Location labeling data
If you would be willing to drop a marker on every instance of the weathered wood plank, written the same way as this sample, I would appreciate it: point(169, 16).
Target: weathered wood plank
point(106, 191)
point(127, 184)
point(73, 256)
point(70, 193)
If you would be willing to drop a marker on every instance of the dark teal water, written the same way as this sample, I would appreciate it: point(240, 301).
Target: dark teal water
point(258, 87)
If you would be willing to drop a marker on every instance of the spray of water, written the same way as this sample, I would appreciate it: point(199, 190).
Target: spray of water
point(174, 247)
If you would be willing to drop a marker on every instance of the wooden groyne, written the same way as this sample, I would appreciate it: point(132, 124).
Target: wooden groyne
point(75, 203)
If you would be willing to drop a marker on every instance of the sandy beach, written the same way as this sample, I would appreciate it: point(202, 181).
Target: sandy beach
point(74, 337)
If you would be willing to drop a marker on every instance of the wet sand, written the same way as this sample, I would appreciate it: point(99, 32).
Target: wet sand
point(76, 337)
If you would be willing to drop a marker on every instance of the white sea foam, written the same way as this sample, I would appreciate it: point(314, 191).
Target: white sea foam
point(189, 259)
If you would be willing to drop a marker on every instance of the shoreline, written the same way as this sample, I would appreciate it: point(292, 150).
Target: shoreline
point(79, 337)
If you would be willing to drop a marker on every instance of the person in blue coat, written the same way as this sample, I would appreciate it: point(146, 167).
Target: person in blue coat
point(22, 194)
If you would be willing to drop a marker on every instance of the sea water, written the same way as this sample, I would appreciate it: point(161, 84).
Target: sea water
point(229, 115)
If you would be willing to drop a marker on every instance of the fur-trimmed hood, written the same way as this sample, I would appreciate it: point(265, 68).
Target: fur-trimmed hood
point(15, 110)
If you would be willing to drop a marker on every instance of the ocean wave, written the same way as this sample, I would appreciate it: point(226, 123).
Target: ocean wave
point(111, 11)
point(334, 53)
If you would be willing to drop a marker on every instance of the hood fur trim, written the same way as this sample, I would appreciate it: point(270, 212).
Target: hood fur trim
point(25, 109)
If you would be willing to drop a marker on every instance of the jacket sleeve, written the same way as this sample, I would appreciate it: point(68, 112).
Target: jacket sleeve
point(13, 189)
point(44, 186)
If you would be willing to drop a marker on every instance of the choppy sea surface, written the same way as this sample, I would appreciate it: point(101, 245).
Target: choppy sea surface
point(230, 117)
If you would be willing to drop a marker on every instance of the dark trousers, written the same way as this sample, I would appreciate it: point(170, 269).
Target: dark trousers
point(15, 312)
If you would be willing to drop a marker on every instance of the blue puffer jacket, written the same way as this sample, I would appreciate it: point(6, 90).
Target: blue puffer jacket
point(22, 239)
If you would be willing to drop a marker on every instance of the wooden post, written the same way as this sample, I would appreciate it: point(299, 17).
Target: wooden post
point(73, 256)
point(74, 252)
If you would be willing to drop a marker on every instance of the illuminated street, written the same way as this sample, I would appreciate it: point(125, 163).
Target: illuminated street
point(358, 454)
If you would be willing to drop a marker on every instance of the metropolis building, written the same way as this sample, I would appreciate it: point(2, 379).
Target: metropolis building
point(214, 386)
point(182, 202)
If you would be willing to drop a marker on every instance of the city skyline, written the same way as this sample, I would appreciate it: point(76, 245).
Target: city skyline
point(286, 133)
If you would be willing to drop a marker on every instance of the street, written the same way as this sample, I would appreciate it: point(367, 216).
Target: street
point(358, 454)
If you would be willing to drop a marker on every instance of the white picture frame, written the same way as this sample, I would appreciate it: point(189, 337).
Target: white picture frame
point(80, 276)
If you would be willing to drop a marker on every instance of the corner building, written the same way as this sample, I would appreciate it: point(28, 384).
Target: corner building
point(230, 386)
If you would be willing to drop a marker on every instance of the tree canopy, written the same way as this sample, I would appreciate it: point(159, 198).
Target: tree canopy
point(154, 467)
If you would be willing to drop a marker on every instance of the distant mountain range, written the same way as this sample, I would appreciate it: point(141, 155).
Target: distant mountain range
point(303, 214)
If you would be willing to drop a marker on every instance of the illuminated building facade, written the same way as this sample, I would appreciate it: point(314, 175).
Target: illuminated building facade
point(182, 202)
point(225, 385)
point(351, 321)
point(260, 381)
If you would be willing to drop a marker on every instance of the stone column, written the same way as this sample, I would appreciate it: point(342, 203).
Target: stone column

> _Objective_
Reproduce the data above with every "drop a marker" swapped for "place a pin", leaving everything else untouched.

> _The result_
If you would be willing to place a pin on every instance of the weathered wood plank, written the same way as this sample, I would appreciate it: point(169, 16).
Target: weathered wood plank
point(106, 191)
point(127, 184)
point(73, 256)
point(70, 193)
If you would be willing to place a pin on every instance of the dark teal water, written the same way as this sample, I would appreciate it: point(240, 301).
Target: dark teal water
point(258, 87)
If you would be willing to place a pin on every instance of the spray of water, written the same way as this sample, I would appreciate it: point(199, 190).
Target: spray of water
point(174, 247)
If you would be willing to place a pin on every instance of the wooden groyne, written the same way as this sample, I would appreciate it: point(132, 124).
Target: wooden groyne
point(75, 203)
If you would be willing to place a pin on every instance of the sandy beach, written the same way as this sample, I would appreciate it: point(202, 181).
Target: sandy beach
point(74, 337)
If you would be willing to place a pin on every instance of the wet sand, written the same way as this sample, I would appreciate it: point(99, 32).
Target: wet sand
point(76, 337)
If you would be willing to place a pin on every instance of the white sea foam, written the same way as this sample, I would appreciate it: point(314, 191).
Target: white sea foam
point(189, 259)
If you would be willing to place a pin on every instance of the shoreline, written the same way as this sample, I would appreciate it: point(292, 150).
Target: shoreline
point(79, 337)
If you would be willing to place a pin on every instance of the person in blue coat, written the same way as this sample, I would appreciate it: point(146, 167).
Target: person in blue coat
point(22, 194)
If you would be willing to place a pin on every instance of the sea water, written the same way as this sample, I would appreciate it: point(161, 84).
Target: sea water
point(229, 115)
If you would be willing to place a pin on every instance of the fur-trimmed hood, written the same way as this sample, I would appreciate it: point(265, 68).
Target: fur-trimmed hood
point(15, 110)
If you would be willing to place a pin on every instance of the ocean wave, written the same way as this sample, I would appreciate it: point(226, 123).
Target: ocean wave
point(111, 11)
point(334, 53)
If you would be willing to place a pin on every instance of the hood fur trim, written the same way as this sample, I would appreciate it: point(270, 212).
Target: hood fur trim
point(25, 109)
If you would be willing to place a pin on every instance of the jacket sleeve, written the same way as this sample, I would appreciate it: point(68, 112).
Target: jacket sleeve
point(13, 189)
point(44, 186)
If you would be willing to place a pin on every instance of the choppy sea surface, written the same way as this sample, I would appreciate it: point(101, 245).
Target: choppy sea surface
point(230, 117)
If you would be willing to place a pin on every instance of the dark trousers, written the same way as this sample, I would appreciate it: point(170, 269).
Target: dark trousers
point(15, 312)
If you would be willing to place a pin on every instance of the blue puffer jacket, written the same way as this sample, I would appreciate it: point(6, 90).
Target: blue puffer jacket
point(22, 239)
If you would be willing to place a pin on every instance of the wooden post, written the same way as this sample, I would appreciate it: point(299, 17).
Target: wooden post
point(73, 256)
point(74, 252)
If you would be willing to place a pin on every instance of the illuminated street, written the same way as this sample, I would appreciate it: point(125, 163).
Target: illuminated street
point(358, 454)
If you would be willing to place a pin on every instance of the metropolis building, written the same way as this sample, I would appreciate it: point(2, 379).
Target: metropolis building
point(214, 386)
point(182, 202)
If you would be willing to place a pin on every instance of the city skyline, written the same way as this sample, I would appreciate it: point(76, 245).
Target: city skyline
point(286, 133)
If you would be willing to place a pin on every instance of the street, written the same way as this sample, I would appreciate it: point(367, 216).
Target: street
point(358, 454)
If you would be willing to place a pin on every instance of the white picture frame, written the same way as this sample, I would appreciate it: point(189, 337).
Target: white picture frame
point(80, 276)
If you would be willing to place a pin on every instance of the corner building, written the same way as this sample, I would appreciate it: point(28, 384).
Target: corner building
point(230, 386)
If you would be willing to place a pin on every instance of the tree canopy, written the same way as this sample, I would appreciate it: point(159, 198).
Target: tree canopy
point(154, 467)
If you would be willing to place a pin on every instance of the distant mountain range, written the same way as this sample, I would appreciate it: point(141, 155).
Target: distant mountain range
point(303, 214)
If you would be willing to place a pin on every instance of the illuminated building facade, written the same way as this sample, I would appreciate it: point(314, 175).
Target: illuminated building facade
point(182, 202)
point(225, 385)
point(351, 321)
point(260, 381)
If you would be willing to place a pin on every instance of the stone column, written the same way as this sample, I would appreciate it: point(342, 203).
Target: stone column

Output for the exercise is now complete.